DIRECTIONS FOR THIS TASK> Make a verbatim copy of the entries below; pictures stay out.

GIVEN RECORDS START

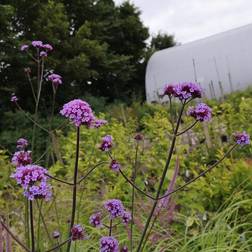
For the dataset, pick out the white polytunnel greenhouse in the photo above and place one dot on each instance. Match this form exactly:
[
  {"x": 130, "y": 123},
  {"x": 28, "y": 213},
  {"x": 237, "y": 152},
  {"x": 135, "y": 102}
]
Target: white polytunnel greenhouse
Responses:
[{"x": 221, "y": 63}]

GIVEN RECORDS END

OUTPUT BELOW>
For the dataset, pick out the white polytunnel greenhouse in the photo above and place one dot on each instance. Match this form exactly:
[
  {"x": 130, "y": 123},
  {"x": 28, "y": 213},
  {"x": 237, "y": 152},
  {"x": 135, "y": 102}
]
Target: white polytunnel greenhouse
Responses:
[{"x": 221, "y": 63}]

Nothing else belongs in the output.